DATASET:

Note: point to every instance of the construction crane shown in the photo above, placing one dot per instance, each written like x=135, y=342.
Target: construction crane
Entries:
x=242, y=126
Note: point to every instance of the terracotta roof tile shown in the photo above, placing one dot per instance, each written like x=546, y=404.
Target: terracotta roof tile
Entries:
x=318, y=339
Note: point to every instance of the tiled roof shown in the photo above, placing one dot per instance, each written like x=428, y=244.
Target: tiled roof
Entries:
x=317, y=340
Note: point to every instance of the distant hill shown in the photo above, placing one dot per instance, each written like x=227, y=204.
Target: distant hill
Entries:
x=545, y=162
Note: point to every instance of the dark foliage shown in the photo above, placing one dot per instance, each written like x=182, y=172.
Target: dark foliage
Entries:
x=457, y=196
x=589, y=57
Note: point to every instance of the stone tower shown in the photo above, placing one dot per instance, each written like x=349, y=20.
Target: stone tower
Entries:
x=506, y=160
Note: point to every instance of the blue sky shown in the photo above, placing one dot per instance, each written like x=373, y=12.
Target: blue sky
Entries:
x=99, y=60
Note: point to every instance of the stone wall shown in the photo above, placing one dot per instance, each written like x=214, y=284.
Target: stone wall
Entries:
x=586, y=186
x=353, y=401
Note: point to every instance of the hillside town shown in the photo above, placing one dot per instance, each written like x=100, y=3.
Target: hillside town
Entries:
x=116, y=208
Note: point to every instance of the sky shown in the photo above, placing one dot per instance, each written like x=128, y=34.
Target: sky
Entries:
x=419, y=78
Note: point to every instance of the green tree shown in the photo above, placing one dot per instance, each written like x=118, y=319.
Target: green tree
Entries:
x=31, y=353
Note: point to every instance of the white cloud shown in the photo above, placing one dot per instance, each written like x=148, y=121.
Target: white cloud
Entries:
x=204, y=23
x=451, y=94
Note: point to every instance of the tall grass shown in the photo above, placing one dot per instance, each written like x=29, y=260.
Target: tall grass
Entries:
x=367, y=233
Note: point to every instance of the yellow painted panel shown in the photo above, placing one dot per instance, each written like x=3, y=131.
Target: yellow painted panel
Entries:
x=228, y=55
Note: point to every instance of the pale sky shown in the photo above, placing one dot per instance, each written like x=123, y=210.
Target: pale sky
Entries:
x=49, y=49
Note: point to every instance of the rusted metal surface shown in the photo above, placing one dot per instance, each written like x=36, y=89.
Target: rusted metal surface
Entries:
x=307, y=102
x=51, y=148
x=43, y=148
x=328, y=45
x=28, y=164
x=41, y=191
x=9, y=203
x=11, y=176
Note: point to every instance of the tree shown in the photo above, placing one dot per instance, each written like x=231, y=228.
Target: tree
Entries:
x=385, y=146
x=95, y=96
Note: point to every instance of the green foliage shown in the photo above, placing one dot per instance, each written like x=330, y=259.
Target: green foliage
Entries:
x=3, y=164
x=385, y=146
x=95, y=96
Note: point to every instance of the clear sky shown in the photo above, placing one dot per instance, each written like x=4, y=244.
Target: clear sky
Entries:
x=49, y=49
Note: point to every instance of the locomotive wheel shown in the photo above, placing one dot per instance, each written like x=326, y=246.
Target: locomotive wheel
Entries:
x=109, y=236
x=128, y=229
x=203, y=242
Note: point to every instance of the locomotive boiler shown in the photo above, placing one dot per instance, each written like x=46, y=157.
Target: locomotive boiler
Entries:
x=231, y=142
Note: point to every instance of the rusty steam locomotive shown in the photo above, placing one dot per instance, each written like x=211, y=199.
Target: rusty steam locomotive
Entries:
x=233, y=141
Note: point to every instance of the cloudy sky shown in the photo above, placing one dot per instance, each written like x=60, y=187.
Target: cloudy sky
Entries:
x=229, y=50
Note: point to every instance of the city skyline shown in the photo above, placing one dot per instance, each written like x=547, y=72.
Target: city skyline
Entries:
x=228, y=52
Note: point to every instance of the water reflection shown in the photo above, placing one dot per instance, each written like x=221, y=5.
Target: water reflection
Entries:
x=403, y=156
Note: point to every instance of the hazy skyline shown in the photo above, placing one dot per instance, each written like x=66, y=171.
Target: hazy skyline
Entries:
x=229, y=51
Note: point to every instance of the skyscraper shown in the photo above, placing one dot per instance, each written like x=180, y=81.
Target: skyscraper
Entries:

EXERCISE DESCRIPTION:
Reproduce every line of the data above without changing any character.

COMPLETED TASK:
Note: point to every instance of the construction crane shown in the photo above, placing one dot per instance, each written like x=135, y=342.
Target: construction crane
Entries:
x=242, y=126
Note: point to every instance of the terracotta roof tile shown in the photo above, placing one dot per instance, each written like x=546, y=404.
Target: terracotta roof tile
Entries:
x=318, y=339
Note: point to every instance of the tiled roof shown in the photo above, placing one dot per instance, each written like x=428, y=244.
Target: tiled roof
Entries:
x=317, y=340
Note: point to every instance of the distant hill shown in the photo above, placing one dot per instance, each written like x=227, y=204.
Target: distant hill
Entries:
x=545, y=162
Note: point to every instance of the dark foliage shown in the photo above, placing one dot per instance, each written like x=182, y=172.
Target: dark foliage
Entries:
x=457, y=196
x=589, y=57
Note: point to every instance of the stone tower shown in the photo above, placing one dot per instance, each written like x=349, y=20.
Target: stone tower
Entries:
x=506, y=160
Note: point to every instance of the blue sky shown in the photo above, placing one dot per instance, each written like x=373, y=12.
Target: blue sky
Entries:
x=99, y=60
Note: point to every instance of the stone wall shown in the photo above, placing one dot per instance, each written like x=214, y=284.
Target: stone wall
Entries:
x=586, y=186
x=353, y=401
Note: point to every instance of the hillside town shown in the photo above, placing one dot per instance, each written like x=100, y=3.
Target: hillside town
Entries:
x=116, y=208
Note: point to every instance of the sky shown in the photo above, placing one dot per instance, each written like x=128, y=34.
Target: sky
Entries:
x=419, y=78
Note: point to every instance of the green tree shown in the photo above, placing one dot per instance, each written like x=118, y=319.
Target: green tree
Entries:
x=31, y=353
Note: point to every instance of the white cloud shown in the photo above, placing one dot per instance, each written like x=148, y=121.
Target: white cloud
Entries:
x=204, y=23
x=451, y=94
Note: point to every instance of the tall grass shown in the photo above, placing one dot per instance, each written like x=29, y=260.
Target: tall grass
Entries:
x=367, y=233
Note: point to every instance of the yellow painted panel shown in the photo above, placing one dot per instance, each written like x=3, y=131.
Target: yellow painted panel
Entries:
x=228, y=55
Note: point to every instance of the pale sky shown in the photo above, placing one dot per instance, each written like x=123, y=210.
Target: pale sky
Entries:
x=49, y=49
Note: point to every instance of the rusted metal surface shown in the photo above, placing one dot per instance, each written like x=36, y=89.
Target: rusted metal surface
Entries:
x=307, y=102
x=51, y=148
x=43, y=148
x=328, y=45
x=28, y=164
x=41, y=191
x=9, y=203
x=11, y=176
Note: point to every instance of the tree shown in the photo above, placing one dot per instance, each written like x=231, y=228.
Target: tree
Entries:
x=385, y=146
x=95, y=96
Note: point to every instance of the green foliage shown in the photo above, placing one dot per instance, each written like x=330, y=259.
Target: green foliage
Entries:
x=3, y=164
x=385, y=146
x=95, y=96
Note: point to every instance of the clear sky shown in the photo above, placing one dot per instance, each written like x=4, y=244.
Target: clear sky
Entries:
x=49, y=49
Note: point to every instance of the locomotive wheel shown in the photo above, placing one dot per instance, each written like x=326, y=246.
Target: locomotive wheel
Entries:
x=109, y=236
x=128, y=229
x=203, y=242
Note: point to every instance of the locomotive boiler shown in the photo above, placing one dot per instance, each written like x=46, y=157.
Target: locomotive boiler
Entries:
x=231, y=142
Note: point to every instance of the rusty steam locomotive shown in the photo above, placing one dot per instance, each written like x=211, y=199.
Target: rusty steam locomotive
Entries:
x=233, y=141
Note: point to every instance of the cloudy sky shown in the photo above, placing one dot per instance, each written like x=60, y=187.
Target: cloudy sky
Entries:
x=229, y=50
Note: point to every instance of the city skyline shown in the photo above, placing one dot per instance, each written like x=547, y=72.
Target: city skyline
Entries:
x=228, y=52
Note: point to every instance of the water reflection shown in the photo above, placing one dot per instance, each written like x=221, y=5.
Target: water reflection
Entries:
x=403, y=156
Note: point to every instance of the hazy skyline shown in the photo above, placing one dot per instance, each written like x=66, y=171.
Target: hazy skyline
Entries:
x=229, y=51
Note: point to every instance of the skyscraper shown in the photo above, placing one dot per instance, each written like x=180, y=81.
Target: skyscraper
Entries:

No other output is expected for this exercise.